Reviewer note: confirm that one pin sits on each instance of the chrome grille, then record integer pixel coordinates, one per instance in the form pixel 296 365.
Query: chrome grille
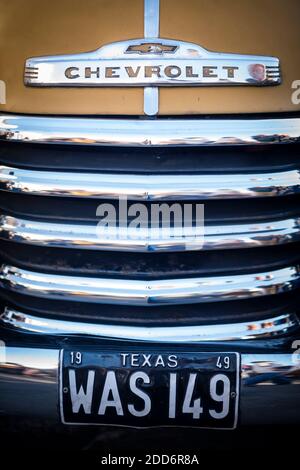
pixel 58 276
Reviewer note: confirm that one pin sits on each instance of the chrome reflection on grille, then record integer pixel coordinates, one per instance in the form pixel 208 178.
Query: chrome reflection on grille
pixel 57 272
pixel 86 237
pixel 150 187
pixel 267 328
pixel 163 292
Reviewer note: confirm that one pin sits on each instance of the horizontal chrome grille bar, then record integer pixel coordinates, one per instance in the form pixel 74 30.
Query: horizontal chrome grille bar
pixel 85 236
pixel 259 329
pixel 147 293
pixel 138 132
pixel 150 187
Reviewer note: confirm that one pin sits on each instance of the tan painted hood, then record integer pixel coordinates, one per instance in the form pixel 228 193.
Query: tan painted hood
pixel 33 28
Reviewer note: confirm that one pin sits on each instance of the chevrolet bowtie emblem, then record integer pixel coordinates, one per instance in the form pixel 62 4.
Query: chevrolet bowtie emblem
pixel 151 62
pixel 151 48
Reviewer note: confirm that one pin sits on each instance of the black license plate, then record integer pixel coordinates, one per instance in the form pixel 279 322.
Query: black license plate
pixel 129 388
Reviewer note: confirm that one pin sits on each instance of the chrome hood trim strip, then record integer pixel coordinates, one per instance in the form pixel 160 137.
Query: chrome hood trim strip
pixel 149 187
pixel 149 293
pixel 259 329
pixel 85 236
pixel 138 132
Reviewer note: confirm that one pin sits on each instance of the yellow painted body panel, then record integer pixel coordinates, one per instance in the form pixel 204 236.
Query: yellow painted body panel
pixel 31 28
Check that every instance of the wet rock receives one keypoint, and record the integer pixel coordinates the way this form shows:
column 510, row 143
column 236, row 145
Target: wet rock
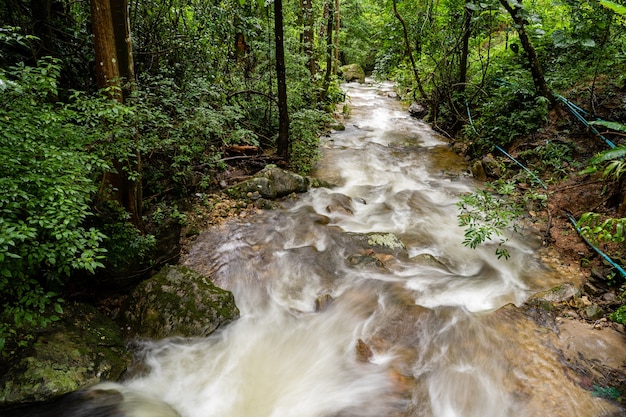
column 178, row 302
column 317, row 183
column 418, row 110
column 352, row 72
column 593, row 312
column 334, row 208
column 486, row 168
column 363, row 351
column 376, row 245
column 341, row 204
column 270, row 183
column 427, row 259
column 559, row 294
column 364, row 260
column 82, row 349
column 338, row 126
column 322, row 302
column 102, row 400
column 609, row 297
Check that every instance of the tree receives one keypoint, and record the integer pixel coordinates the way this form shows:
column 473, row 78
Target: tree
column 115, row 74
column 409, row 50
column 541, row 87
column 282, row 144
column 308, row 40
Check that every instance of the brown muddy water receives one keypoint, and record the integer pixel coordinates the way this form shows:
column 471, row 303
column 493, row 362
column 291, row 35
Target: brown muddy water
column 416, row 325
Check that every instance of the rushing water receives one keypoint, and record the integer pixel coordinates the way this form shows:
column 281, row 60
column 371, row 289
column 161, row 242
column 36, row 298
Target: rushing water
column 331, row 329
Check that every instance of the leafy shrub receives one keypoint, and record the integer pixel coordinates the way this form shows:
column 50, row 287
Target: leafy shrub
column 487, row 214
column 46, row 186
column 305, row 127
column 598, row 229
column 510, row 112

==========

#### [PROMPT]
Reproduce all of the records above word for word, leaving out the pictures.

#### [TASK RESPONSE]
Reviewer note: confirm that one pin sits on each instance of the chrome grille, then record integer pixel coordinates, one per instance in the form pixel 296 365.
Query: chrome grille
pixel 58 276
Reviewer note: confirm that one pin sits on each instance of the chrome reflection on grille, then record integer pixel coordinates, one per instance in the form pixel 208 178.
Query: chrome reflection on grille
pixel 57 272
pixel 86 237
pixel 150 187
pixel 267 328
pixel 163 292
Reviewer note: confirm that one pin sits on each instance of the horizontal chrome grille bar, then record integer pixel coordinates, one per instance in the form pixel 74 30.
Query: horizontal chrome grille bar
pixel 85 236
pixel 259 329
pixel 147 293
pixel 138 132
pixel 150 187
Reviewer note: confirm that one pin sits on each instance of the tan painted hood, then record integer pixel coordinates, one per instance in the form pixel 228 193.
Query: tan painted hood
pixel 33 28
Reviewer note: confirm that one pin sits on each instance of the chevrolet bowtie emblem, then record integer pixel coordinates, one per instance in the form pixel 62 4.
Query: chevrolet bowtie emblem
pixel 151 62
pixel 151 48
Reviewer note: confirm that one pin sits on each instance of the black license plate, then record integer pixel coordinates, one per instance in the form pixel 279 322.
Query: black license plate
pixel 129 388
Reviewer note: confirm that one pin sits on each instance of the chrome hood trim strip, then record integer pixel coordinates, one per instance in the form pixel 160 137.
Query: chrome hood trim strip
pixel 149 187
pixel 149 293
pixel 259 329
pixel 85 236
pixel 138 132
Reviewer note: confirm that one pin sits on each instance of the yellow painted body panel, then record integer pixel coordinates, one per instance in the form pixel 204 236.
Query: yellow painted body panel
pixel 31 28
Check that every instance of the wet rock receives one keypoint, and record the integer pixel coordinates the way this form shows:
column 510, row 143
column 236, row 145
Target: wet rock
column 178, row 302
column 317, row 183
column 418, row 110
column 352, row 72
column 593, row 312
column 334, row 208
column 486, row 168
column 363, row 351
column 376, row 245
column 341, row 204
column 270, row 183
column 427, row 259
column 559, row 294
column 364, row 260
column 82, row 349
column 338, row 126
column 322, row 302
column 102, row 400
column 609, row 297
Check that every instance of the tree receives one keypoint, and record the integer pixel coordinates the way this form shows:
column 473, row 78
Target: tree
column 115, row 74
column 409, row 50
column 541, row 87
column 282, row 144
column 308, row 40
Check that every instance of the brown muddy water receives one keypoint, and record the integer pixel coordinates the way this form shows:
column 471, row 303
column 493, row 362
column 291, row 35
Target: brown muddy water
column 416, row 325
Check that every instance of the rushing water receives one keypoint, and record the integer pixel coordinates the way this form shows:
column 281, row 60
column 371, row 289
column 161, row 242
column 36, row 298
Target: rushing water
column 331, row 329
Check that every instance of the leafy shrub receives one keypoint, and record the integer pixel coordinates the way this form shows:
column 50, row 287
Target: leafy shrub
column 487, row 214
column 46, row 186
column 305, row 127
column 598, row 229
column 510, row 112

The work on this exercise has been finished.